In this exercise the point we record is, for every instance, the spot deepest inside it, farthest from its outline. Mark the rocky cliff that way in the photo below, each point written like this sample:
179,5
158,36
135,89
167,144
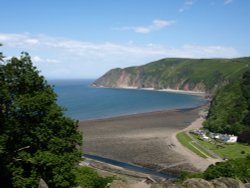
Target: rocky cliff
204,75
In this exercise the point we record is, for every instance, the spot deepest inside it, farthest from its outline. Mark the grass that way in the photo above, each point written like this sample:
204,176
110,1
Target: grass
186,141
229,151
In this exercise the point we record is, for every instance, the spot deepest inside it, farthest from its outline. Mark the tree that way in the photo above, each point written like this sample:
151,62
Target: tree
1,54
36,139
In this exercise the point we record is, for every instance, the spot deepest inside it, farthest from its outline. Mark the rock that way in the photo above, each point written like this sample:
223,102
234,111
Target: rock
227,183
42,184
197,183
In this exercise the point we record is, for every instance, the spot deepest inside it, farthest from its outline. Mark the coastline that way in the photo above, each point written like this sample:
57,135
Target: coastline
168,90
146,139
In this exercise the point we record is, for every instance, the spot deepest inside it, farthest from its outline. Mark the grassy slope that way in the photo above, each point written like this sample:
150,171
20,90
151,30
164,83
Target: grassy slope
229,151
172,72
186,141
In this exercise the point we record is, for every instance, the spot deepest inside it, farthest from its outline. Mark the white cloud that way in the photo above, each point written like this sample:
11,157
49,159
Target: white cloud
227,2
37,59
155,25
59,57
187,4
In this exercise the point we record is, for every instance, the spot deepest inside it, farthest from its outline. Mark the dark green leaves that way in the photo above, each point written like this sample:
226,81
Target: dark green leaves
36,139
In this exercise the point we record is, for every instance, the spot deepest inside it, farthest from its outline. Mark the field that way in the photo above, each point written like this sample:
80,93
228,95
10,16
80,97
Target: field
187,141
229,151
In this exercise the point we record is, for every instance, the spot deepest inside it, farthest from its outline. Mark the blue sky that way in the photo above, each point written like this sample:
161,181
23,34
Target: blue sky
86,38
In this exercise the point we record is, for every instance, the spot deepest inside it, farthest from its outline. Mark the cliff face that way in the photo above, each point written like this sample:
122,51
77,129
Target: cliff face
204,75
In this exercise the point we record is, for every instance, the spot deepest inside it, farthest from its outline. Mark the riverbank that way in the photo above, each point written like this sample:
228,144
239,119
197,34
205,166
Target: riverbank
142,139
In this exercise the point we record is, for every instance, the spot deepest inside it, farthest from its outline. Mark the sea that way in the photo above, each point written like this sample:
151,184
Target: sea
83,102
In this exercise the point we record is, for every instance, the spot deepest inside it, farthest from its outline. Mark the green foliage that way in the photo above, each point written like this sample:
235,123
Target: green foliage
1,54
204,74
186,141
230,108
36,139
87,177
233,168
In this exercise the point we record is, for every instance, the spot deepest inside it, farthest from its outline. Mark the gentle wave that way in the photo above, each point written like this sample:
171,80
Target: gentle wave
85,103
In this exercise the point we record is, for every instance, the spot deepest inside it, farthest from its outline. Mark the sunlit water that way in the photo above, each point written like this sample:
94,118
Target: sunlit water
84,102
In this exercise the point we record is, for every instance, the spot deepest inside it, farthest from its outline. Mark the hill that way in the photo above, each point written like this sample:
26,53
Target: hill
204,75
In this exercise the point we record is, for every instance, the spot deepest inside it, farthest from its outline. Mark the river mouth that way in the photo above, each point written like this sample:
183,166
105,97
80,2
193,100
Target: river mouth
132,167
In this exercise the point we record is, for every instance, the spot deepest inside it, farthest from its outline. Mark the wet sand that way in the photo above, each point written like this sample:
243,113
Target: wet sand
143,139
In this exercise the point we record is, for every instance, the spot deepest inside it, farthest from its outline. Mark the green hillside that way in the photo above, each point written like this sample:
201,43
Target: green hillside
177,73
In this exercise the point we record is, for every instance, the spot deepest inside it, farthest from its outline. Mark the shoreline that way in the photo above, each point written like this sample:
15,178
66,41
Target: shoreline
144,113
167,90
145,139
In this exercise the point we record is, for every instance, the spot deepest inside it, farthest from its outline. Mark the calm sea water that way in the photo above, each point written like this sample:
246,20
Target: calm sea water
84,102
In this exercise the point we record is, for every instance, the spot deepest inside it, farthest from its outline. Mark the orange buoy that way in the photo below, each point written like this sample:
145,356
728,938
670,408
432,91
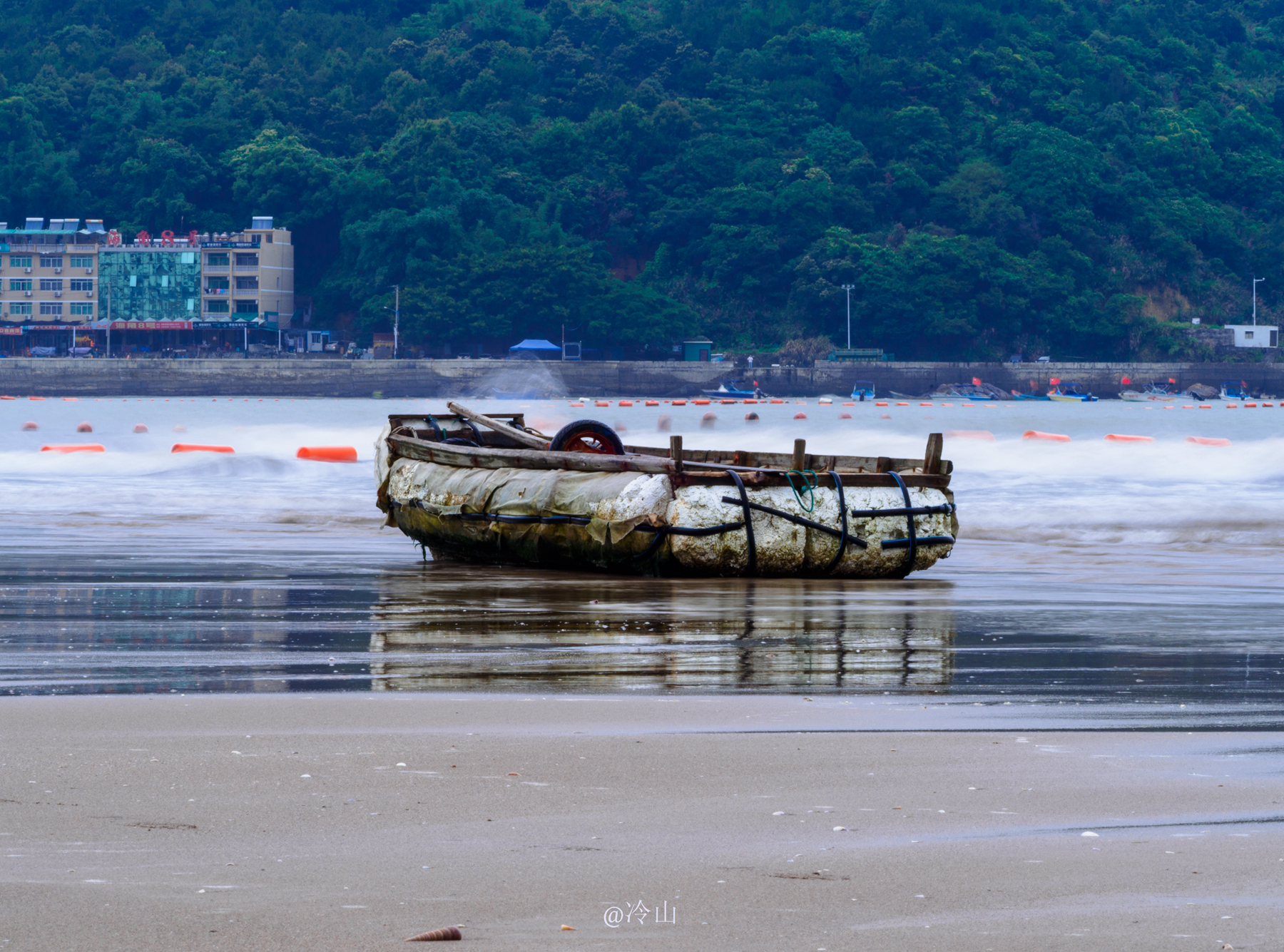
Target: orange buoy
329,454
199,448
73,448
+++
▶ **Exercise objective**
Print the records word for word and exclude any picture they hold.

▶ **Response to this task**
In this exercise the point we record is, for every instance, the spot deepest inside it, farthest from its outline. Mark the rocky cliff that way in the photo below, each point written like this sample:
179,5
158,36
135,89
167,144
Target: rocky cliff
204,75
In this exercise the point we record is, for every instance, the spot deepest inside it, farthest from its outline. Mark the grass that way in the photo above, each point written like this sample:
204,176
110,1
Target: grass
186,141
229,151
In this exercise the point we record is, for every instance, the spot deepest inside it, farthest from its outline. Mark the tree that way in the photo above, each point written like this sample:
151,62
Target: tree
1,54
36,139
In this exercise the point we record is, for every instance, the spot deepest inside it, farthest from its outline. Mark the rock that way in the photo above, each point written like this sample:
223,102
234,111
Target: rock
227,183
42,184
197,183
In this exercise the point we record is, for every instance, the spot deepest inside it, farthest from its outline. Mark the coastline that way in the photo above, each point written like this sample:
57,135
Target: coastline
168,90
146,139
In this exercise the point we record is, for every instance, the spot deepest inside it, farthest from its outline. Mark the grassy slope that way in the photo above, each point written like this sample:
150,171
20,90
151,30
164,83
Target: grassy slope
229,151
172,72
186,141
In this exercise the point we record is, for every instance, the spot deepest inside it, farthest from its outline. Mark the white cloud that way in the photo above, each point written like this sample:
11,157
49,159
Target: white cloud
227,2
37,59
155,25
59,57
187,4
In this exercise the point we record is, for every instance, the spot deepest inside it, farthest from its outline. Mark the dark green leaves that way in the photo above, each point written like this sample:
226,81
Target: dark green leaves
36,139
In this exercise the point we record is, for every instance, the spot deepest inside it, farthest from its outline. Mark the field that way in the photo above, each point written like this sample:
80,93
228,95
10,16
80,97
Target: field
187,141
229,151
In this exercise the point we record is, for every instance, the spot deepest inside it, farthest from its outline. Mark the blue sky that way in the photo above, each point written like this sample:
161,181
23,34
Target: blue sky
86,38
In this exercise the point we record is, for every instance, the spot deepest inside it, farthest from its outline. Mark the cliff face that way in the photo above, each point written like this sample:
122,51
77,129
Target: cliff face
204,75
In this exercise the point we record is, for every instance, the spot deepest inside it, farthest from its outline. Mark the riverbank that way in the photo above, each point written like this sample:
228,144
239,119
197,34
205,166
Target: riverbank
142,139
In this exercise the point we record is, for every instance, the spot deepest inside it, farthest from its outline. Mark the sea that way in the photo above, each point written like this sample:
151,184
Target: sea
83,102
In this exercise the point we record is, for every instance, the spot deepest inside it, farthest from its outline. Mark the green foliage that way in the photo above, each point written like this sample:
235,123
Target: green foliage
1,54
204,74
186,141
230,108
36,139
87,177
233,168
In this exercise the point we record is, for every instance, the spot deepest inside it, farthest from its outline. Mark the gentle wave that way in the photo above, each point written like this sample:
171,80
Target: gentle wave
85,103
In this exercise the point we record is, for every instance, the spot deepest inside it, farthest from its outline. Mark the sunlit water that way in the photo above, each point written like this sample:
94,118
Target: sunlit water
84,102
In this exercise the point we record is, for every instance, the spot deepest inside it, farthest from its outline. Mark the hill that way in the photo above, each point written like this sample:
26,53
Target: hill
204,75
In this exercise the point we record is, for every instance, the spot deepest inside it, farthest from its outline. Mark the river mouth that way in the photo above, each point written like this sample:
183,166
105,97
80,2
193,100
Target: river mouth
132,167
In this exercise the point we record is, for every instance, the spot deepest inside it, farthest from its outline. Mark the wet sand that way in the photo above, each point written like this sample:
243,113
Target: wet sand
143,139
In this exercise the point we record is, for every instance, the spot deepest inside it, farthest from its outline. Mark the green hillside that way in the photo above, each point written like this sample:
201,43
Target: green hillside
177,73
In this exercise the point we record is, for every instance, the spot deepest inside it, farthest from its outline. Mark the shoreline that way in the photo above, each point written like this sample:
15,178
66,41
Target: shoreline
144,113
167,90
145,139
In this exercise the point we record is, for every instance, the spot deepest inside it, farthest from its outline. Mark the calm sea water that way in the photo above, each point written like this sample:
246,20
Target: calm sea water
84,102
In this exercise the point we record is, for every instance, the spot deepest inside it, farthest from its outline. Mark the orange buoy that way in the photo below, each point written like this sample:
145,356
728,938
670,408
432,91
Target: orange buoy
329,454
199,448
73,448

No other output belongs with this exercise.